C'était en 1922. La France pansait ses plaies : plus d'un million de ses enfants avaient péri sur les champs de bataille de l’Argonne et devant Verdun au cours de la plus cruelle des guerres. Elle achevait de relever ses ruines et reprenait le rythme habituel de son existence. Le laïcisme de mort, qui avait mis la religion chrétienne au ban de la nation, exerçait toujours ses méfaits, séduisant les humbles et déroutant les intellectuels. Un bon républicain, imprimait-on jusque dans la presse quotidienne, a « balancé par-dessus bord les vieilles chansons qui ont bercé notre enfance ! » Une vague de jouissance passait sur les jeunes : à tout prix, il fallait oublier les années terribles.

Que faisait l'Église a cette époque ? Elle vivotait entre les murs de ses sanctuaires. Contraints par les évènements, de nombreux pasteurs avaient dû abandonner leurs troupeaux pour rejoindre les armées : la paix revenue, l'Église semblait destinée, elle aussi, à retrouver son train-train coutumier.

Que se passa-t-il, a cette époque, dans les paroisses réformées du sud du département de la Drôme ?

D'abord, l’arrivée simultanée de quelques jeunes pasteurs frais émoulus de facultés de théologie aussi diverses que celles de Montpellier, Paris et Genève. Certains d'entre eux avaient connu la vie hérissée de dangers des tranchées face à l’ennemi. Leur désir et la vocation qui les animaient les incitaient à se consacrer avec zèle à ceux qui leur étaient confiés. Devant eux les portes étaient largement ouvertes et l'affection de leurs paroissiens leur était acquise. Cependant, très rapidement, de nombreuses questions se pressèrent dans leur esprit inquiet : quelle place la pensée de Dieu occupait-elle chez ces rudes travailleurs de la montagne et de la plaine ? Où donc se manifestait une vie chrétienne authentique ? Pouvait-on compter sur la collaboration effective de tant de conseillers presbytéraux qui ne daignaient même pas participer au culte dominical ?

Alors une intense souffrance nous étreignit, une souffrance qui revêtit, parfois, l’aspect d'une véritable agonie. Était-ce pour perpétuer un protestantisme formaliste que nous avions accepté tant de sacrifices et échappé à tant de dangers ; valait-il la peine de consacrer son temps à des paroissiens plus enclins à considérer le pasteur comme celui qui apporte quelques paroles réconfortantes que comme l'homme de l’Esprit qui sert Jésus-Christ ? La soif d'un renouveau spirituel nous hantait. Cette souffrance fut le premier pas vers le Réveil.

Consigne >>
Reportez à l'identique le passage de l'extrait à lire qui va de « D'abord, l’arrivée simultanée » jusqu'à « culte dominical ? » inclus.

Éléments de données:

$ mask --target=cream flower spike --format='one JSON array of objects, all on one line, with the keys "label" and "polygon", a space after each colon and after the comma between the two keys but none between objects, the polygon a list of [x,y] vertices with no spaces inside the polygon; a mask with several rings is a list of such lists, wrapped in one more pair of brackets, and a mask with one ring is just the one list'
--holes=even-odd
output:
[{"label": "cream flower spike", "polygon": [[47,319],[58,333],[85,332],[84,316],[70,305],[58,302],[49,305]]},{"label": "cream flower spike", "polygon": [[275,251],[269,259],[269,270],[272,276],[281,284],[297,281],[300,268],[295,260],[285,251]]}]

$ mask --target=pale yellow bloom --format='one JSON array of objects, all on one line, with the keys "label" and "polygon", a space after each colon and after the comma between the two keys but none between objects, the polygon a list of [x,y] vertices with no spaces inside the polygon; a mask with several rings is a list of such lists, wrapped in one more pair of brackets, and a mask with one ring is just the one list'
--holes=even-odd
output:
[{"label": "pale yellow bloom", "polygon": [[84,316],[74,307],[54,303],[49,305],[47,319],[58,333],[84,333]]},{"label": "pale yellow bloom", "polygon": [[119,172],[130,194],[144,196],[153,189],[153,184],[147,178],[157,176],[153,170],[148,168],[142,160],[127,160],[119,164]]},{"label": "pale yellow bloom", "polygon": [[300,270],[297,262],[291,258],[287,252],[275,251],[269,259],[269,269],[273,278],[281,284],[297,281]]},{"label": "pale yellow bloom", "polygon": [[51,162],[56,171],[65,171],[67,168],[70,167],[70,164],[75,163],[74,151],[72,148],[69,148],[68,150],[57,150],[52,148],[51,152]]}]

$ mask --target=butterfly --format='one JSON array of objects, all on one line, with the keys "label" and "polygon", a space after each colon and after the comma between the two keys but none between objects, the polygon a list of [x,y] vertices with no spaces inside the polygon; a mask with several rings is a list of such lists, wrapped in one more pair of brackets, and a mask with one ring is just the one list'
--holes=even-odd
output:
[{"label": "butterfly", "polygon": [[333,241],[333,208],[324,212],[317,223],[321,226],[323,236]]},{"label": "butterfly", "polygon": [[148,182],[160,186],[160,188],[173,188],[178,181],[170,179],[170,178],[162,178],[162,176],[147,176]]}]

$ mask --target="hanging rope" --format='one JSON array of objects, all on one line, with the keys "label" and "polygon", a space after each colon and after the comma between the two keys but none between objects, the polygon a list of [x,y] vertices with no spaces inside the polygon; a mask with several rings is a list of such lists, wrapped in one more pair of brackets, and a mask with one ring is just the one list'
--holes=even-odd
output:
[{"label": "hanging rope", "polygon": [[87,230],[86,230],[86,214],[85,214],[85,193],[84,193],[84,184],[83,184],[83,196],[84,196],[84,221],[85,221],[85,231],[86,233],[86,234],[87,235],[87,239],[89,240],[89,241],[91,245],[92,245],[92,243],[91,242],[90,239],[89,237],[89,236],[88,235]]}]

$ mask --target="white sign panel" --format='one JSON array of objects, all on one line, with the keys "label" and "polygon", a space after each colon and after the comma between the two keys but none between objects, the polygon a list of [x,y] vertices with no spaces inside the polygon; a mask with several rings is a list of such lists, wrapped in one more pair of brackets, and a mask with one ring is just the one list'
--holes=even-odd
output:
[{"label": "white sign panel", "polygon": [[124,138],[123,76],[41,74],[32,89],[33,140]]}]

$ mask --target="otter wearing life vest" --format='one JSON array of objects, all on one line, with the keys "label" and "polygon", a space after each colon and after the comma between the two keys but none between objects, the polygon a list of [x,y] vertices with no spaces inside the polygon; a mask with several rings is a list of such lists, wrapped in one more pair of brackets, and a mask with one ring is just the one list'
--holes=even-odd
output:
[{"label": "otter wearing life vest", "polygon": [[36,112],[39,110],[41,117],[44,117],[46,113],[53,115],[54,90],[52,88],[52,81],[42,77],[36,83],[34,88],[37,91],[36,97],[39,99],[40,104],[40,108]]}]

Réponse complète >>
D'abord, l’arrivée simultanée de quelques jeunes pasteurs frais émoulus de facultés de théologie aussi diverses que celles de Montpellier, Paris et Genève. Certains d'entre eux avaient connu la vie hérissée de dangers des tranchées face à l’ennemi. Leur désir et la vocation qui les animaient les incitaient à se consacrer avec zèle à ceux qui leur étaient confiés. Devant eux les portes étaient largement ouvertes et l'affection de leurs paroissiens leur était acquise. Cependant, très rapidement, de nombreuses questions se pressèrent dans leur esprit inquiet : quelle place la pensée de Dieu occupait-elle chez ces rudes travailleurs de la montagne et de la plaine ? Où donc se manifestait une vie chrétienne authentique ? Pouvait-on compter sur la collaboration effective de tant de conseillers presbytéraux qui ne daignaient même pas participer au culte dominical ?